Your task
Return each of the records below line for line, with nothing changed, added, or left out.

Input records
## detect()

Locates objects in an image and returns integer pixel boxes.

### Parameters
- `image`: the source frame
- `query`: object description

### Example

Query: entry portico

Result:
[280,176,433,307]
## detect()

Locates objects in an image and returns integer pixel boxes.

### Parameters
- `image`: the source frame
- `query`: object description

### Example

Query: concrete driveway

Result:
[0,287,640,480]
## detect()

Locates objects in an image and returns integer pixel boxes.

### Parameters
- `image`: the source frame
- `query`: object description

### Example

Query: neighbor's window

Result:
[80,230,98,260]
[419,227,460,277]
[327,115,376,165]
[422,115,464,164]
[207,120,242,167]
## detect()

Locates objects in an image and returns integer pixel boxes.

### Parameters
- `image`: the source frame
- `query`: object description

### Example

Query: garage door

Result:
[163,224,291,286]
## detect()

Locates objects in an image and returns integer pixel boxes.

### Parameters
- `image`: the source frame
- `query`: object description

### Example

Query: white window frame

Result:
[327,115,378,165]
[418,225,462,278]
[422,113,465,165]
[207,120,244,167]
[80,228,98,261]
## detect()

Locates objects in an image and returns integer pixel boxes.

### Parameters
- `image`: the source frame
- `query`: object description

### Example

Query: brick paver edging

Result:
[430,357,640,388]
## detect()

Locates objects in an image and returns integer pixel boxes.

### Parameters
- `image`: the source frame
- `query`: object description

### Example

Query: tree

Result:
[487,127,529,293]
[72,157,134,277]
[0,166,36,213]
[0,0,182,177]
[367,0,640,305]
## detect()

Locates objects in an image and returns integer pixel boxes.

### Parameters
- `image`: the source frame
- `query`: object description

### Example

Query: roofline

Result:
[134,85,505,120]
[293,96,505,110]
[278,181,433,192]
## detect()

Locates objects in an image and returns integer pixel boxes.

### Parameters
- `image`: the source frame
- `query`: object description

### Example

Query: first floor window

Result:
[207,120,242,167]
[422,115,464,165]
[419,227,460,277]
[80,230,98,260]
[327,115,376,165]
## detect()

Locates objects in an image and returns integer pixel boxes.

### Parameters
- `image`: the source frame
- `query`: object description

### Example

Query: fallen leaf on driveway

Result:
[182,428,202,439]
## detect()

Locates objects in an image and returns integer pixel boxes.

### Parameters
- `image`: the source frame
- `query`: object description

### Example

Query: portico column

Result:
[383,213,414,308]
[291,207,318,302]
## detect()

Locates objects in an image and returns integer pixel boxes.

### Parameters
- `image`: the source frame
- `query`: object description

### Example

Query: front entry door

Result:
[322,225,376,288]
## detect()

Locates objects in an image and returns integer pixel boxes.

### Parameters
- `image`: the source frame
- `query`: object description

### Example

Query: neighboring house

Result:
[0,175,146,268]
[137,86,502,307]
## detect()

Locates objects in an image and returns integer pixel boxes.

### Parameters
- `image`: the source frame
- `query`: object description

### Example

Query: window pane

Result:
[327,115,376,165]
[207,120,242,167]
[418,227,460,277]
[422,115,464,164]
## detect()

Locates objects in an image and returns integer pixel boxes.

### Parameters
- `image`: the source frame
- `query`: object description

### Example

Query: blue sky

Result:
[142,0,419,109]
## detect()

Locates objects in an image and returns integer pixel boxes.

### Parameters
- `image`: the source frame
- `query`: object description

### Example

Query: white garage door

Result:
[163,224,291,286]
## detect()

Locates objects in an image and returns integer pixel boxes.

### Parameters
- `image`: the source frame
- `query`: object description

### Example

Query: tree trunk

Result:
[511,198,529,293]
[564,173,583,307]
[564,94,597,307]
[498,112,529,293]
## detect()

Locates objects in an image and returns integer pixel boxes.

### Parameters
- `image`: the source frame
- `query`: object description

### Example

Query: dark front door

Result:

Reply
## detect()

Locates objects in an image and returns integer pixel boxes.

### Parameters
- `image`: the source frame
- `query`: object description

### Example

Query: entry portico

Result:
[280,176,433,307]
## detect()

Locates objects in an image and returns integer pixel boxes.

### Parameters
- `image`: the source frame
- `query`: object description

### Example

Query: concrete driveway

Result:
[0,287,640,480]
## detect()

Locates objects in an image and returns integer pixel boxes.

### Parameters
- `image`: the source frame
- `query`: object description

### Example

Query: neighbor's window

Result:
[80,230,98,260]
[419,227,460,277]
[327,115,376,165]
[422,115,464,164]
[207,120,242,167]
## detect()

Locates objects in an image and returns integer pixel boxes.

### Parameters
- `image`: the source frame
- `query`: object description

### Example

Query: garage door

Result:
[163,224,291,286]
## detect()

Locates objects in an image and returns integer pixel boxes.

### Parameters
- `image`: the source frame
- `query`: object description

### Example

Query: white window frame

Result:
[327,115,378,165]
[418,225,462,278]
[422,113,465,165]
[207,120,244,167]
[80,228,98,261]
## detect()

Locates objects in an image and returns integer pixel boxes.

### Parameters
- `image`: the source frame
- `query`: object description

### Example

Query: brick paver edging

Result:
[430,357,640,388]
## detect()

Locates objects in an image and returns integer pixel boxes.

### Parameters
- `image`: the source frame
- `query`: object description

### Example

Query: tree

Result:
[487,127,529,293]
[72,157,134,277]
[0,166,36,213]
[0,0,182,177]
[367,0,640,305]
## detect()

Locates objects in an image and returns integer pixel boxes.

### Parameters
- `image`: the source frame
- `query`: object description

### Example

Query: roofline

Result:
[134,85,505,120]
[293,96,505,110]
[278,181,433,192]
## detect()

Locates objects in an image and returns integer pixel boxes.

### Parameters
- `image`: the source frame
- `query`: object description

### Example

Query: first floor window

Result:
[207,120,242,167]
[422,115,464,165]
[419,227,460,277]
[80,230,98,260]
[327,115,376,165]
## detect()

Locates objects in an image and returns integer pixel boxes.

### Parameters
- `image`: the source frame
- `query`: object description

### Example

Query: fallen leaf on driveway

Result:
[182,428,202,439]
## detect()

Locates objects in an image and returns integer pixel boxes.

### Parameters
- `image`: the source frame
- `query`: object description

### Example

Query: portico column

Result:
[383,213,414,308]
[291,207,318,302]
## detect()

Locates objects in an image and returns integer pixel boxes.

### Parameters
- `image`: the source frame
- `query`: object description

### Example

Query: front entry door

Result:
[322,225,376,288]
## detect()

Locates objects in an image and returns integer pixel boxes.

### Parameters
- `image`: the source frame
- `query`: object description

### Example

Query: neighboring house

Result:
[0,175,146,268]
[137,86,502,307]
## detect()

Locates objects in an image and returns integer pixel boxes.

### Parameters
- `image`: the source frame
- `query`: object description

### Example

Query: window pane

Result:
[327,115,376,165]
[207,120,242,167]
[418,227,460,277]
[422,115,464,164]
## detect()

Locates objects in an image and returns integer pixel boxes.

### Parameters
- `image`: the source frame
- `query`: object description

### Example

Query: blue sky

Result:
[142,0,419,109]
## detect()

Locates objects in an image and returns integer pixel boxes.

### Parameters
- `image`: the source frame
- `query`: object description

### Example

Query: white garage door

Result:
[163,224,291,286]
## detect()

Locates objects in an image and returns integer pixel boxes.

### Parameters
- `image`: the source frame
- `query`: object description

### Example

Query: tree trunk

Result:
[511,198,529,293]
[564,173,583,307]
[564,94,597,307]
[498,112,529,293]
## detect()

Locates objects in an image and returns integer pixel boxes.

### Parameters
- `image`: the source frame
- `query`: object description

### Example

Query: dark front door

Result:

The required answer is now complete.